### Requirement
The material below must be restated exactly, line by line.

### Records for the exercise
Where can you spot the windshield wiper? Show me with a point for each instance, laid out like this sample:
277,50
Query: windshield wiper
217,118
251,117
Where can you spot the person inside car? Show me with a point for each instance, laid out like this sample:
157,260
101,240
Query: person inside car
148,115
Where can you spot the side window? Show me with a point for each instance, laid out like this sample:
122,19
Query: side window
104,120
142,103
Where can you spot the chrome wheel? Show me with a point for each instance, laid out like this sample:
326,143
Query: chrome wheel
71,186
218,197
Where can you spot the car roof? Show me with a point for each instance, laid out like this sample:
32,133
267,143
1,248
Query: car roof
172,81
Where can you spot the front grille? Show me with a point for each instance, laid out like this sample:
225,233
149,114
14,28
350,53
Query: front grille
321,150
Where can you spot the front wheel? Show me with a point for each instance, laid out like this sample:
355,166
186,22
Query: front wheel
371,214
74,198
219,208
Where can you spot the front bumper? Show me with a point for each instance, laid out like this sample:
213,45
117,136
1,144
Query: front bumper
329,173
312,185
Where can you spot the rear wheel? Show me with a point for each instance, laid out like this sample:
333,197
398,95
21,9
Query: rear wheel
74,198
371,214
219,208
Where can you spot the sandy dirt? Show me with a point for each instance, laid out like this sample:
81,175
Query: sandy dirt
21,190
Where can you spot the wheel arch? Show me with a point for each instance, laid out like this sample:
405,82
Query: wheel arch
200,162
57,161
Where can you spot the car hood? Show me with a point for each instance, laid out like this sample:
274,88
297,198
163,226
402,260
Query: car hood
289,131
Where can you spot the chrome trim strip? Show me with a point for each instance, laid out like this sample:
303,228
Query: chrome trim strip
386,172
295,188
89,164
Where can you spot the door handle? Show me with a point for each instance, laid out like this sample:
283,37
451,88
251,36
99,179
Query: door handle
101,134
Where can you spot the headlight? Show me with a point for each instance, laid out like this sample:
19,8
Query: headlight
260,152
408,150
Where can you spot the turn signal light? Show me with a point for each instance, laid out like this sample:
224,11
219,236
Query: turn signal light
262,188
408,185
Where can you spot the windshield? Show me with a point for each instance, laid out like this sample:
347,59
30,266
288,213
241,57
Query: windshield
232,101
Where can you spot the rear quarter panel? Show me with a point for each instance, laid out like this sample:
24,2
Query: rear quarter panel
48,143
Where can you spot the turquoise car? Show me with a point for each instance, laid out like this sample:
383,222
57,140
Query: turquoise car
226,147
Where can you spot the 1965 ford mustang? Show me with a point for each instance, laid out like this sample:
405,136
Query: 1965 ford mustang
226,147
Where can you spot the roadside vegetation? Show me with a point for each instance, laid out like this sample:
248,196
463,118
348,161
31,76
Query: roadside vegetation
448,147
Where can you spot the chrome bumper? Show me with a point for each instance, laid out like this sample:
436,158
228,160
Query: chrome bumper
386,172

### Solution for this problem
Where can you spot the windshield wiper? Show me with a point for each instance, laid out like this sample:
277,50
Query: windshield wiper
217,118
251,117
Where can you spot the person inside car? Show me with a point for each instance, laid out like this sample:
157,260
101,240
Query: person inside car
148,115
Where can you spot the side window? Show me with a point for each instance, laid out like this sample:
122,19
Query: side window
104,120
142,103
Where can you spot the chrome wheel? Show me with a point for each instance, laid out like this sample:
326,143
Query: chrome wheel
71,186
218,197
Where can you spot the car roof? Show me with a point for each instance, laid out like this sample:
32,133
267,143
1,248
Query: car roof
172,81
Where can you spot the front grille? Show me with a point for each instance, laid out like this sample:
225,233
149,114
14,28
350,53
Query: front grille
321,150
Where can you spot the front wheel? Show me with a point for each instance, laid out like this sample:
355,166
186,22
Query: front wheel
371,214
74,198
219,208
Where can you spot the front bumper? Show me with a point for each instance, laid out like this sample:
213,45
117,136
1,144
Query: front bumper
329,173
312,185
Where can you spot the rear wheel? Show me with a point for each instance, laid out like this sample:
333,197
398,95
21,9
Query: rear wheel
74,198
371,214
219,208
Where can you spot the sandy dirt? Show me with a point for each instance, laid out like this sample:
81,175
Query: sandy dirt
21,190
Where can you spot the wheel arch? Show me with a point for each instance, laid out like this sample:
405,82
Query: wheel arch
200,162
57,161
Where can you spot the car hood? Show me with a point for each instance, laid out like this sample:
274,88
297,198
163,226
402,260
Query: car hood
289,131
Where can you spot the chrome trim strip? Show me with a point for each instance, laid out like this sample:
303,228
Query: chrome trim strip
386,172
295,188
89,164
Where can you spot the door handle? Show me with a point for each instance, laid out like this sample:
283,37
451,88
251,36
99,179
Query: door handle
101,134
Where can you spot the headlight? Show me with a point for each instance, laid out like this sample:
19,8
Query: headlight
260,152
408,150
Where can you spot the turn signal light? Show me with a point for each instance, laid out like this sample:
224,11
219,236
Query: turn signal light
262,188
408,185
Where can you spot the windshield? Show me with a point for each instance, laid out like this sample:
347,59
30,266
288,213
241,57
Query: windshield
232,101
Where can you spot the rear quarter panel? Show me with a point for each instance, laid out like this sample:
24,2
Query: rear quarter panel
48,143
Where can you spot the turquoise car? Show me with a point for each instance, laid out like this sample:
383,222
57,140
Query: turquoise car
226,147
Where can you spot the 1965 ford mustang? Show me with a point for each instance, laid out like this sample:
405,136
Query: 1965 ford mustang
226,147
Where can you spot the roadside vegetation? Show me with a point for each instance, laid out like this sample:
248,196
463,118
348,161
31,76
Query: roadside vegetation
448,147
Where can you spot the chrome bumper? Show me with a point for each instance, laid out like this sample:
436,158
228,160
Query: chrome bumper
386,172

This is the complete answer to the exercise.